● WRITTEN EXERCISE
From the listing below, pull out every line that contains the word "brogue" and copy each one unchanged.
──────── MATERIAL SHOWN
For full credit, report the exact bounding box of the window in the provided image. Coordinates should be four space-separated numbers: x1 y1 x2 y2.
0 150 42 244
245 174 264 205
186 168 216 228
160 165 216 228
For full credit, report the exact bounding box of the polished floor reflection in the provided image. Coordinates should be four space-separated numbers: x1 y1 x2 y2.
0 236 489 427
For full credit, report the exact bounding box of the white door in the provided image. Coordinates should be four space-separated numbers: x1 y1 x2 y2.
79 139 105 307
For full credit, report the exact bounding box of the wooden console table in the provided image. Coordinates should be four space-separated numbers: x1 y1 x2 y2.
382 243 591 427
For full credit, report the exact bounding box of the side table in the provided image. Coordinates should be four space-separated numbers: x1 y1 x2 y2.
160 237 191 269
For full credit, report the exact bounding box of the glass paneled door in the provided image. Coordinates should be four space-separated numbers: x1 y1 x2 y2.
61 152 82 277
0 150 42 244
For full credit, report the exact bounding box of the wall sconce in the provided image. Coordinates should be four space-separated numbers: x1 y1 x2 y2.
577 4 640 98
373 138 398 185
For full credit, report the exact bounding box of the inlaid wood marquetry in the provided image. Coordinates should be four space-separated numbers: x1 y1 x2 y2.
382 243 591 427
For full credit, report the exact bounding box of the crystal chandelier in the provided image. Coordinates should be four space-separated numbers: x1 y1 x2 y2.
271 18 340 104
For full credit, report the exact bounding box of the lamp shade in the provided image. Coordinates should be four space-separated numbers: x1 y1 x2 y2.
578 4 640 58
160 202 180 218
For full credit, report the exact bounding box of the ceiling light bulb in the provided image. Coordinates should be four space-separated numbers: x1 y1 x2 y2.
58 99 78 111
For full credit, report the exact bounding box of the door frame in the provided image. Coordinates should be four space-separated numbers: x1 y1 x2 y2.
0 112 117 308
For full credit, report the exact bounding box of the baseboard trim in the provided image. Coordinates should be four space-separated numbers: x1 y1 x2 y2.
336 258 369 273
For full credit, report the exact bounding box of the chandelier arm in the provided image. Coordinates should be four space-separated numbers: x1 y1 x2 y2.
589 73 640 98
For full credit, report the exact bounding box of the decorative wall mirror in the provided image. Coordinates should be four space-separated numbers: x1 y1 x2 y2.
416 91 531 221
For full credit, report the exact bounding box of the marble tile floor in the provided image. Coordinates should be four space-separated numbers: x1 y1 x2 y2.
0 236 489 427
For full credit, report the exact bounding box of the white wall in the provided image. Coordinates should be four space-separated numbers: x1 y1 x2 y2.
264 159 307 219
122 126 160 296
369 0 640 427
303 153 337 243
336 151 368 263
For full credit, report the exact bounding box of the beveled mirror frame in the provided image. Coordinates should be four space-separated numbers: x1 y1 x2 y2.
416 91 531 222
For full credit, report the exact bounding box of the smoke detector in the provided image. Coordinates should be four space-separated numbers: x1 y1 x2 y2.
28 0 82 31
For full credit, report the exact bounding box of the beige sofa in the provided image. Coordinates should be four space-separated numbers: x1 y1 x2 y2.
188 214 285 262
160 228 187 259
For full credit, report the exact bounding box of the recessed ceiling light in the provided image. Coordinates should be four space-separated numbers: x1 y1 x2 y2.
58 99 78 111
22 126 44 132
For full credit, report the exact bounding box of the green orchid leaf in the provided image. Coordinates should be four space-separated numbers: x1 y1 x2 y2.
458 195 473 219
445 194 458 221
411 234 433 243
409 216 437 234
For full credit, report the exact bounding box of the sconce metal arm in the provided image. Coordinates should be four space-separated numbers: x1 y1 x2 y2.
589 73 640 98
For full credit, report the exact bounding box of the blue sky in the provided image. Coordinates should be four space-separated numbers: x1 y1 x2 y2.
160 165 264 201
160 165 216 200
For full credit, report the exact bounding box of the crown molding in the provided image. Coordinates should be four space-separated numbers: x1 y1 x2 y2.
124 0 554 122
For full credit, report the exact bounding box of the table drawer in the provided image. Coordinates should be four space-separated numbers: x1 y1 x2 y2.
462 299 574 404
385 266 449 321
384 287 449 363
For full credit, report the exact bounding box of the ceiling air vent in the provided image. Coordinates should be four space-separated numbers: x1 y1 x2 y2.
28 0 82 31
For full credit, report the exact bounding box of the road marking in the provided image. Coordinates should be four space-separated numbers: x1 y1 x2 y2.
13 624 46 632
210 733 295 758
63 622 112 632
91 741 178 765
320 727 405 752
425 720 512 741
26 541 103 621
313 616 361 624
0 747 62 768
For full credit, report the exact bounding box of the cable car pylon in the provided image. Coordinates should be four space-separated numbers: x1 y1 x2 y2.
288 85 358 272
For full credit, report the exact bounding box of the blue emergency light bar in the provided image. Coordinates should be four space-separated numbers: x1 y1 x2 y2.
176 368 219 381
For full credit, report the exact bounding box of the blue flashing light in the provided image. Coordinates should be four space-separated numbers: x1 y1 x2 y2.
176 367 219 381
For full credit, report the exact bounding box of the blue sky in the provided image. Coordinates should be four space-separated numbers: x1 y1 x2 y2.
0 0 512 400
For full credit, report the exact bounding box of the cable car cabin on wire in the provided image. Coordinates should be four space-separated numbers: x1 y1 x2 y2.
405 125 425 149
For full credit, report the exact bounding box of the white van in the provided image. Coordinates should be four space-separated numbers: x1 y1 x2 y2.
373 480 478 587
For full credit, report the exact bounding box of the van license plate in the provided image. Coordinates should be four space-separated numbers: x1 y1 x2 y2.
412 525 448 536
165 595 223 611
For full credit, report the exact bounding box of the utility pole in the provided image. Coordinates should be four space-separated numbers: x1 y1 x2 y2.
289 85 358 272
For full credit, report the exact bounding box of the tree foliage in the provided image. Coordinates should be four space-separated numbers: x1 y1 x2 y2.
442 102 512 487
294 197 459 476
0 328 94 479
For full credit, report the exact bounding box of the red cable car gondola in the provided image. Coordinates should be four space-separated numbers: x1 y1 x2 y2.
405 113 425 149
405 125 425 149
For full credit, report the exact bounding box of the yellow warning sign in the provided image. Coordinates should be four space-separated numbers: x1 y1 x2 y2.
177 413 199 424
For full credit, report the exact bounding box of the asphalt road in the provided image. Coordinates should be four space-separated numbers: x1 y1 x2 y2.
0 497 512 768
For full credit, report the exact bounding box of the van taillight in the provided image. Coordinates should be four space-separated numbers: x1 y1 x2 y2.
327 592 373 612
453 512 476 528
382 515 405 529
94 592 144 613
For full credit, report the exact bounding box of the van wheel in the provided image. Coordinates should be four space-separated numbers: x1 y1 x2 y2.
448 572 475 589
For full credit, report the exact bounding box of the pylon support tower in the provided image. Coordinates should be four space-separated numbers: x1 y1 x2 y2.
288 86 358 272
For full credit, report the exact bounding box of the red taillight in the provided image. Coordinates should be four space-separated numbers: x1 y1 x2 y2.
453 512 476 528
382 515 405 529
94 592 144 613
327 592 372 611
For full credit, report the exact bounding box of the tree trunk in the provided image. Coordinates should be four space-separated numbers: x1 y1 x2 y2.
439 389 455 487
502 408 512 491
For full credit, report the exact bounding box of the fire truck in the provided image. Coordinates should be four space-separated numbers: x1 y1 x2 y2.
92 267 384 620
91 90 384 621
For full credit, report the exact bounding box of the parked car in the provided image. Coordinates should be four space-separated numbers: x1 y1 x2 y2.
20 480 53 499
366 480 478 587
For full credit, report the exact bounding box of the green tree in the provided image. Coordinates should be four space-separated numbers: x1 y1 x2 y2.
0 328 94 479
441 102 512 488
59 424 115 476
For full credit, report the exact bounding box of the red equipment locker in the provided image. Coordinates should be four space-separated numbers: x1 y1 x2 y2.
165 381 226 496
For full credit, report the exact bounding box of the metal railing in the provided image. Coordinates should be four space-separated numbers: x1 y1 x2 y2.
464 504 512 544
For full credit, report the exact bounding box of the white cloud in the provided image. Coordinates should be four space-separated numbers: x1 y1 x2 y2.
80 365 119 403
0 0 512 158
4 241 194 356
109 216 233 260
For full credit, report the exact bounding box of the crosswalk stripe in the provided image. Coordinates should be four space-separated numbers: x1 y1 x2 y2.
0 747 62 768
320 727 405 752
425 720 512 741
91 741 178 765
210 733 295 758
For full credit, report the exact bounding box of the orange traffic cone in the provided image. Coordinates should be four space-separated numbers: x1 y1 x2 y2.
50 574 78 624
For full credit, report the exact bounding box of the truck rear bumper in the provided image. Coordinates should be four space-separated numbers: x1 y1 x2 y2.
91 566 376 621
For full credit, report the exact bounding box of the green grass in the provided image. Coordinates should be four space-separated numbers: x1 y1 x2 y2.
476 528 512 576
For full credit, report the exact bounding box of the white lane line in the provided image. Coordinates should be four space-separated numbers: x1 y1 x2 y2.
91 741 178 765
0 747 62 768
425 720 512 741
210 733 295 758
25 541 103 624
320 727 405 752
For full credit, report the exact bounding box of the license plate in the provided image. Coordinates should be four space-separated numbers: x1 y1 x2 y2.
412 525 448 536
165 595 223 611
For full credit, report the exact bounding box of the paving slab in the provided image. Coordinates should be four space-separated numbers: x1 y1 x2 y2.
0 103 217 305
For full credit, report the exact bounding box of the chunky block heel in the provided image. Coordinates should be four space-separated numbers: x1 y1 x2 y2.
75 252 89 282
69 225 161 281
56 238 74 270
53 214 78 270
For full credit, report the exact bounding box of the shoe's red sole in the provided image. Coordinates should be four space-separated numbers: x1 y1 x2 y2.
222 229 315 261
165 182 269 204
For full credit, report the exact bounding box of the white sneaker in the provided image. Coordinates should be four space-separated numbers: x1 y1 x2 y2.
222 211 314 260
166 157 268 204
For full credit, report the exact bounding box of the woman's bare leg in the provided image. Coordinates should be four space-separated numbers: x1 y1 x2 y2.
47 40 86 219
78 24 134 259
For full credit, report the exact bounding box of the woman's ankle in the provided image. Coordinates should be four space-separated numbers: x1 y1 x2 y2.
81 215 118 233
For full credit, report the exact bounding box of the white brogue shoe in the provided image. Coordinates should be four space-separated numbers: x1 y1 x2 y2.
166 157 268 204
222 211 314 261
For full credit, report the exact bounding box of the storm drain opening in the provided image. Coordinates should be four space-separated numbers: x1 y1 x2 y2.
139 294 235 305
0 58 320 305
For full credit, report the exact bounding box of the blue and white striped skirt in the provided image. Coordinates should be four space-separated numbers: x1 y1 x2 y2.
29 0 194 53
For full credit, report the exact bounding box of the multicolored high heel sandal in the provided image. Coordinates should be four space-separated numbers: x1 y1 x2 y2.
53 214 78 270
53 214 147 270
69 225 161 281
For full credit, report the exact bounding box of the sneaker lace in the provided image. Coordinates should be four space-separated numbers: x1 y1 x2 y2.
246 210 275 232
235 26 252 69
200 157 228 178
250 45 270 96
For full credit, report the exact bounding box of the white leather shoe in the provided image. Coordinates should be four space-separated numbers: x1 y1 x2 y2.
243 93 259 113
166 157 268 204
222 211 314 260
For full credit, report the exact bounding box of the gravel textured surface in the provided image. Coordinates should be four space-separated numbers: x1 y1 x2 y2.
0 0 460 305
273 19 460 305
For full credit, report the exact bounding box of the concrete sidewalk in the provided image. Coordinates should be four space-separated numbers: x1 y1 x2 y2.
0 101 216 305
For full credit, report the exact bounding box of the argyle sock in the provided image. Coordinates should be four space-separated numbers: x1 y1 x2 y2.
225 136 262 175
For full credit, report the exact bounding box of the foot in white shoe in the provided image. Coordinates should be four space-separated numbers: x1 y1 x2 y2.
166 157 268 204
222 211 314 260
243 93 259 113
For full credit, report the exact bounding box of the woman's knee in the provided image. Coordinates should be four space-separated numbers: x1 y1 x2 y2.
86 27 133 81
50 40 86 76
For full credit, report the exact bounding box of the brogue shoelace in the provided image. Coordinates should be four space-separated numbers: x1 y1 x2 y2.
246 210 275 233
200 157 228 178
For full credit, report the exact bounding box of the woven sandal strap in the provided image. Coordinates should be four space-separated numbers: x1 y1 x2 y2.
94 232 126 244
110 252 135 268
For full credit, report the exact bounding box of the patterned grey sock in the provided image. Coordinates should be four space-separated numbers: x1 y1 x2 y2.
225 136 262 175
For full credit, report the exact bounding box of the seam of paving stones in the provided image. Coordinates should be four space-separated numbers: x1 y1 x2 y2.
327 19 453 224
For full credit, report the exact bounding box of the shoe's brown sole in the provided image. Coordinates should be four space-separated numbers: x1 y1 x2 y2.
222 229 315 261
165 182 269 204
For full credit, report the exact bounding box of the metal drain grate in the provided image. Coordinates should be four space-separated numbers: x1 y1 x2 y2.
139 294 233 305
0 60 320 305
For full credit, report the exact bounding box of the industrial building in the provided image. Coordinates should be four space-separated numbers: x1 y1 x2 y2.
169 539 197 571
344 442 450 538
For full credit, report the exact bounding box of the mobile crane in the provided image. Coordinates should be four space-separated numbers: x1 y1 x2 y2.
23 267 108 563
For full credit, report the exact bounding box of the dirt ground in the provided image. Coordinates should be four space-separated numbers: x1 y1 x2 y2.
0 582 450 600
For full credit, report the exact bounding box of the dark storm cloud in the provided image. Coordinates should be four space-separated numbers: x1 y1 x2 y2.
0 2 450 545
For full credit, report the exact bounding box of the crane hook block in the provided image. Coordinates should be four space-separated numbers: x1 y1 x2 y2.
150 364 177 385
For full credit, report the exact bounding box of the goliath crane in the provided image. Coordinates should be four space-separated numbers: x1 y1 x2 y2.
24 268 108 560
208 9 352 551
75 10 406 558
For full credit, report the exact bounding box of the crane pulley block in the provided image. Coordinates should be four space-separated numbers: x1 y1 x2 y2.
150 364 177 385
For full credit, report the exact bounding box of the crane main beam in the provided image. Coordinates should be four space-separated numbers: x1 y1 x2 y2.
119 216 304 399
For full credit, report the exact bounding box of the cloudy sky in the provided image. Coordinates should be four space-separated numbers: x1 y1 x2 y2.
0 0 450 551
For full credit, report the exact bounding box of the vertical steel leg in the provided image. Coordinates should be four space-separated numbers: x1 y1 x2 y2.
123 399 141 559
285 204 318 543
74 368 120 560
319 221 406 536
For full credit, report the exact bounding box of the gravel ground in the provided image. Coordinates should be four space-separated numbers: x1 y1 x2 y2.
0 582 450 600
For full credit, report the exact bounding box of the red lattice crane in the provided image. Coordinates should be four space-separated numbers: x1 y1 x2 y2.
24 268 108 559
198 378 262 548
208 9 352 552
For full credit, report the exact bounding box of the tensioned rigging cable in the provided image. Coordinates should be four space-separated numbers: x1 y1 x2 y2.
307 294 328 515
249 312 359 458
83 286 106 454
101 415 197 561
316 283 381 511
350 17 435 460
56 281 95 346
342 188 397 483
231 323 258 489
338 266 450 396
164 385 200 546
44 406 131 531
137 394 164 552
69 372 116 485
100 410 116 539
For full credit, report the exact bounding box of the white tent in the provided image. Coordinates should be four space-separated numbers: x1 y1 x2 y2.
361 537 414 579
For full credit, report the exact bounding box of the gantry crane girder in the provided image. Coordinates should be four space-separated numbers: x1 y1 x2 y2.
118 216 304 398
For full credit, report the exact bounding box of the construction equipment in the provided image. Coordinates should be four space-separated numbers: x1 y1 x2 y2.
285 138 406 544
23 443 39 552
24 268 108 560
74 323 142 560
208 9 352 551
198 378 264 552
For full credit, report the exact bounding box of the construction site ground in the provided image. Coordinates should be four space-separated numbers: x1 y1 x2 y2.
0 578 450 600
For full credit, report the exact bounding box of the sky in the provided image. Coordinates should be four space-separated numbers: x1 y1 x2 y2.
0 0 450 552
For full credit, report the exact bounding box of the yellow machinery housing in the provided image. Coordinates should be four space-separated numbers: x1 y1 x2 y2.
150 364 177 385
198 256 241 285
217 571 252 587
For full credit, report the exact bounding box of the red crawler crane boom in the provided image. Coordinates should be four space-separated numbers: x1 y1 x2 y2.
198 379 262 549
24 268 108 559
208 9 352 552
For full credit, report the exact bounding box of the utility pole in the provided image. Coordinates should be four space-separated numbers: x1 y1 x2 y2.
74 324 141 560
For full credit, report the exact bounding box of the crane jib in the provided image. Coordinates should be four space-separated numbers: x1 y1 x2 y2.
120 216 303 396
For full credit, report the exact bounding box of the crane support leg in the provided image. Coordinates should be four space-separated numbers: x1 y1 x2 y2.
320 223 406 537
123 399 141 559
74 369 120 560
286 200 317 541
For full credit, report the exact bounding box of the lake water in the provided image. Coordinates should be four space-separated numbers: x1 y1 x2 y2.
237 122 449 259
────────────────
● TASK OUTPUT
For full credit, report the exact bounding box of the white brogue shoe in the provided image. Coordinates should be four space-separated numbers: x1 y1 x2 y2.
For full credit, report the exact bounding box of the brogue shoelace in the provided image. Coordinates should be four space-separated numbers: x1 y1 x2 y2.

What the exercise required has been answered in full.